--- QUELLE ---

# Zufallsauswahl in Access



## qde (6. August 2006)

Hallo,
ich möchte einen Zufallswert einer bestimmten Zeile als SQL-Resultat erhalten. In MySQl habe ich das wie folgt realisiert:

SELECT name
FROM `MeineTabelle`
ORDER BY RAND( )
LIMIT 1 

Funktioniert super. Leider klappt es bei MS-Access-Datenbanken nicht. Mein Query sollte möglichst sowohl bei MySQL als auch bei MS-Access funktionieren. Fall es das nicht gibt, wäre ein MS-Access-Query, das das gleiche bewirkt auch noch in ordnung.

Ich hoffe jemand weiss eine Lösung. Danke!

Gruß Felix

*edit*
Inzwischen habe ich herausgefunden, dass MS-Access "LIMIT" anscheinend nicht kennt. gibt es eine Alternative?
*edit2*
Die Alternative zu "LIMIT" lautet bei MS-Access TOP. Jetzt kennt Access nur RAND() nicht...

--- DATENZEILEN ---
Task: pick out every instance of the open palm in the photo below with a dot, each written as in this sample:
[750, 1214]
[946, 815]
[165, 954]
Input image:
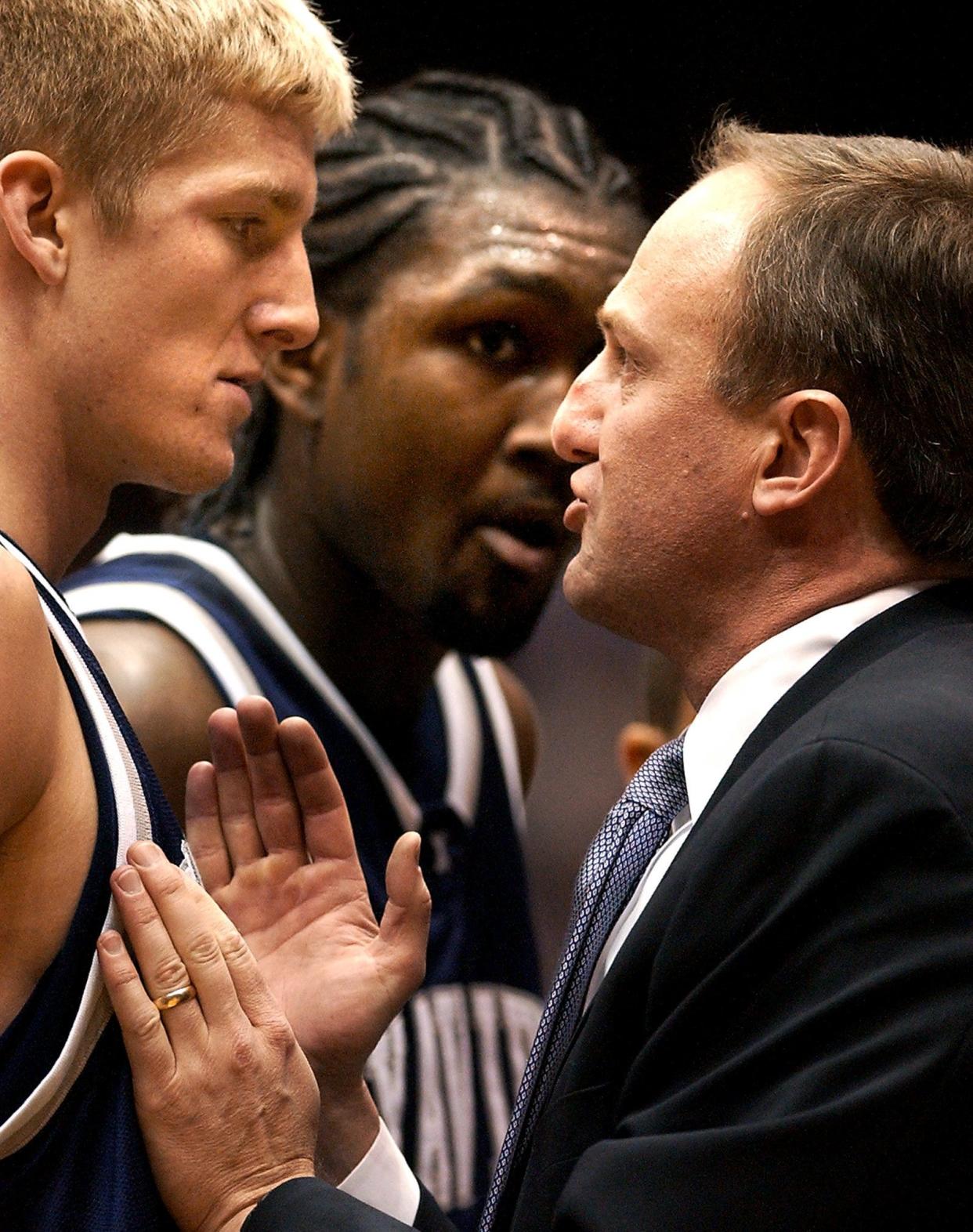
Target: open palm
[270, 833]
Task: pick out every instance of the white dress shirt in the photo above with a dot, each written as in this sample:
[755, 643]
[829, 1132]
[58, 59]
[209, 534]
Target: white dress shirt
[733, 708]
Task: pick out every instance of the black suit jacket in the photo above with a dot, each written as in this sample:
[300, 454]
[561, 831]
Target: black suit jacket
[783, 1042]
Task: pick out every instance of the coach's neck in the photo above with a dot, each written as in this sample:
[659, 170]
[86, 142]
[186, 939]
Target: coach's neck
[811, 535]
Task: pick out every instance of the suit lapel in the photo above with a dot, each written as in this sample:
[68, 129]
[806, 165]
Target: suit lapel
[949, 604]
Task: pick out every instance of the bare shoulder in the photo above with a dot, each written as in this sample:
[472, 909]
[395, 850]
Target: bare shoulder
[165, 691]
[523, 716]
[30, 694]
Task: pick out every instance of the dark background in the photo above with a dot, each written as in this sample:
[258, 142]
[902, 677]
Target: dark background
[653, 84]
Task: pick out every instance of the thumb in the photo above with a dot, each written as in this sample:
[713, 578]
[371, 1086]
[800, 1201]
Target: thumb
[404, 928]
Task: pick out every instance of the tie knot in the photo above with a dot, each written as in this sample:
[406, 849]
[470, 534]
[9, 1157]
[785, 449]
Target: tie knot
[660, 781]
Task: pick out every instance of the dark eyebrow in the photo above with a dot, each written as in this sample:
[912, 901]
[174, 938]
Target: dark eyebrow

--- AUFGABENSTELLUNG ---
Geben Sie aus dem Forumsbeitrag wortgetreu die Passage wieder, die bei "Ich hoffe jemand" beginnt und bei "nur RAND() nicht..." endet. Die Daten sind eigenständiges Material und stehen in keinem Zusammenhang mit dem Forumsbeitrag.

--- RICHTIGE LÖSUNG ---
Ich hoffe jemand weiss eine Lösung. Danke!

Gruß Felix

*edit*
Inzwischen habe ich herausgefunden, dass MS-Access "LIMIT" anscheinend nicht kennt. gibt es eine Alternative?
*edit2*
Die Alternative zu "LIMIT" lautet bei MS-Access TOP. Jetzt kennt Access nur RAND() nicht...